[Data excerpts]
Content starts

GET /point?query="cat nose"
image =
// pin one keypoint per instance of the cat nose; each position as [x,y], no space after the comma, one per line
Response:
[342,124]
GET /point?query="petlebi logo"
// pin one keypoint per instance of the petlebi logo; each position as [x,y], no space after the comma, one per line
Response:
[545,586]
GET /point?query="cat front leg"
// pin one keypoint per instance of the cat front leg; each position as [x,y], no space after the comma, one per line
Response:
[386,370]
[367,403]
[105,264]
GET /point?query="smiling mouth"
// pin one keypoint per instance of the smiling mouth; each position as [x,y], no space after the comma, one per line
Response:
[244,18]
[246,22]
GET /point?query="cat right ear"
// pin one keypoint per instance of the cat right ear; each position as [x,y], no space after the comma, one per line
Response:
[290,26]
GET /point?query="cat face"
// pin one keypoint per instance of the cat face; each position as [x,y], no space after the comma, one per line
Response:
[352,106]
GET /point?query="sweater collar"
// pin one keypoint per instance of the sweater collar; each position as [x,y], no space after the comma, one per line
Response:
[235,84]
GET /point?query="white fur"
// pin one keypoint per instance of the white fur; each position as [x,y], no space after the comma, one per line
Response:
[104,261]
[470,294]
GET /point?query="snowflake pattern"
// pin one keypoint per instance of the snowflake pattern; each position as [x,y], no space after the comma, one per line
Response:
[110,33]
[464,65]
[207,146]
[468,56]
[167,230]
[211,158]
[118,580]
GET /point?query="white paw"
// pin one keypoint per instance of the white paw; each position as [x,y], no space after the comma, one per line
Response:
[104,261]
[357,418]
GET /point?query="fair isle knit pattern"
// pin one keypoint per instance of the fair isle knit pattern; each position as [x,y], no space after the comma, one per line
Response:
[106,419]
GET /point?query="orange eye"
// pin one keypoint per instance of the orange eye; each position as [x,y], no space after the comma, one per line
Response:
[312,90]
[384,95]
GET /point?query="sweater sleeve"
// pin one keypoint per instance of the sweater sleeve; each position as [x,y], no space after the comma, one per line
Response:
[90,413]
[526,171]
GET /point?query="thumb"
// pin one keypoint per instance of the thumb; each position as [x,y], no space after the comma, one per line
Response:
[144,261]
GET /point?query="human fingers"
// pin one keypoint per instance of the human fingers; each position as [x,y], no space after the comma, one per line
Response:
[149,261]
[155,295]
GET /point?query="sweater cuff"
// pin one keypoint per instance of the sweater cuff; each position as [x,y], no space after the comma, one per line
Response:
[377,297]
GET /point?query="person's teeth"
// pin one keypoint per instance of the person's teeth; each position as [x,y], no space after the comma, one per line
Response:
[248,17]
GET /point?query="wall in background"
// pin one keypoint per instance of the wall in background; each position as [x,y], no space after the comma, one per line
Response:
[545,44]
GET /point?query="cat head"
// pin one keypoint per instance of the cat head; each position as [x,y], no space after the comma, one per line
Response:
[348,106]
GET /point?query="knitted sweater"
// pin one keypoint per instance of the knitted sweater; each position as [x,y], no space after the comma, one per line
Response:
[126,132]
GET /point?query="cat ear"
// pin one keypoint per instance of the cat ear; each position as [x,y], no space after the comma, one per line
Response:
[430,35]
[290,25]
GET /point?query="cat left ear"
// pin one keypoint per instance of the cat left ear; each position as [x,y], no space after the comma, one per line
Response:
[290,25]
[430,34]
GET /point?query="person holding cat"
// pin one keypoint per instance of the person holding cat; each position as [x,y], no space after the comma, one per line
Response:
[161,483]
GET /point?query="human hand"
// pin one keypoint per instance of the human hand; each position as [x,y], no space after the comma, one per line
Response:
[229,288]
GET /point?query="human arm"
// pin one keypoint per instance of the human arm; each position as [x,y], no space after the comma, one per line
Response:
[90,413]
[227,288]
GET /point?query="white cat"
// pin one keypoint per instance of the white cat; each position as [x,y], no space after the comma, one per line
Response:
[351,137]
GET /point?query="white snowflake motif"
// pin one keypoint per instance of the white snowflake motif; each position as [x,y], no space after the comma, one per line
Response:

Content ends

**Work required**
Retype every entry exactly.

**Response**
GET /point?query="cat nose"
image =
// pin one keypoint per instance of the cat nose; each position as [x,y], no space after the comma, one per line
Response:
[342,124]
GET /point?query="petlebi logo"
// pin one keypoint per instance of the petlebi logo; each position as [x,y], no space after the comma, one per line
Response:
[545,586]
GET /point?query="cat front leg"
// pin one keypoint per instance of the cat front leg; each position as [x,y], no space after the comma, one per line
Response:
[386,370]
[367,403]
[105,264]
GET /point?query="smiling mouth"
// pin one keypoint per instance of the smiling mouth; each position as [x,y], no space after the comma, one per line
Response:
[244,18]
[246,22]
GET /point?query="cat right ear"
// pin one keypoint per instance of the cat right ear; each position as [x,y], no space after the comma, one per line
Response:
[290,26]
GET /point?query="cat face"
// pin one keypoint per instance of the cat face; each position as [x,y], no space after the comma, one per line
Response:
[352,106]
GET /point?query="sweater collar"
// pin one keypoint per instance of the sweater collar; each position as [x,y], no space after the comma, one per line
Response:
[235,84]
GET /point?query="white fur"
// pin one keypoint per instance of the white fur; each position as [x,y], no space after the comma, one per line
Response:
[104,261]
[470,294]
GET /point?query="snowflake pattern"
// pin one keypoint per instance of the snowflake pattern; each position as [x,y], no space after the comma, one per line
Response:
[110,33]
[464,65]
[207,146]
[468,56]
[167,230]
[211,158]
[118,580]
GET /point?query="white paw"
// pin one keypoint per instance of the white paw; each position as [x,y], no space after the comma, one per line
Response:
[104,261]
[357,418]
GET /point?query="fair isle knit pattern"
// pin one keypoint per instance of the fair isle knit pattern; each position as [x,y], no space after the comma, one per line
Response:
[106,419]
GET /point?query="orange eye"
// pin one keypoint per instance of the orange eye; each position as [x,y], no space after the comma, one per line
Response:
[312,90]
[384,95]
GET /point?query="sweater sleeve"
// pin one keypoint per instance of the sweater sleeve; each position as [x,y], no space after the comma, one per line
Response:
[90,413]
[526,171]
GET /point?query="thumb"
// pin one keypoint per instance of the thumb; each position as [x,y], no space after the comma, one per line
Response:
[144,261]
GET /point?query="human fingers"
// pin one keypoint per instance of the human fingers; each position as [x,y], no space after the comma, one per line
Response:
[149,261]
[155,295]
GET /point?query="sweater cuff"
// pin one keypoint per instance of the sweater cuff; each position as [x,y], no space after the comma, one per line
Response:
[377,297]
GET /point?query="person's teeth"
// pin one keypoint per instance of the person's teeth; each position as [x,y], no space after the comma, one per line
Response:
[248,17]
GET /point?query="wall in background"
// pin one keypoint per instance of the wall in background; each position as [x,y], no space after the comma, one per line
Response:
[545,44]
GET /point?query="cat head"
// pin one keypoint per instance of the cat head; each position as [x,y], no space after the comma, one per line
Response:
[348,106]
GET /point?query="knitted sweater"
// pin one keypoint per instance of the knitted sweater; each position as [x,y], no space after the comma, one per line
Response:
[126,132]
GET /point?query="cat ear"
// pin one keypoint per instance of the cat ear; each position as [x,y], no space after the comma, one per line
Response:
[430,35]
[290,25]
GET /point?query="cat left ear"
// pin one keypoint per instance of the cat left ear; each position as [x,y], no space after the comma, one per line
Response:
[290,25]
[430,34]
GET /point?query="person holding cat"
// pin one keypoint per instance of the person holding cat; each position as [x,y], no space after the comma, one per line
Response:
[161,483]
GET /point?query="human hand"
// pin one keypoint per instance of the human hand; each position as [x,y], no space after the comma, one per line
Response:
[229,288]
GET /point?query="human arm"
// pin one keypoint per instance of the human arm; each position as [x,y], no space after the comma, one per line
Response:
[90,413]
[227,288]
GET /point?query="white cat"
// pin one keypoint per instance of the white cat; each position as [x,y], no space after the comma, one per line
Response:
[351,137]
GET /point?query="white snowflake motif"
// pin one keypoint per instance of the white snowflake motif; each position as [x,y], no space after the comma, one per line
Response:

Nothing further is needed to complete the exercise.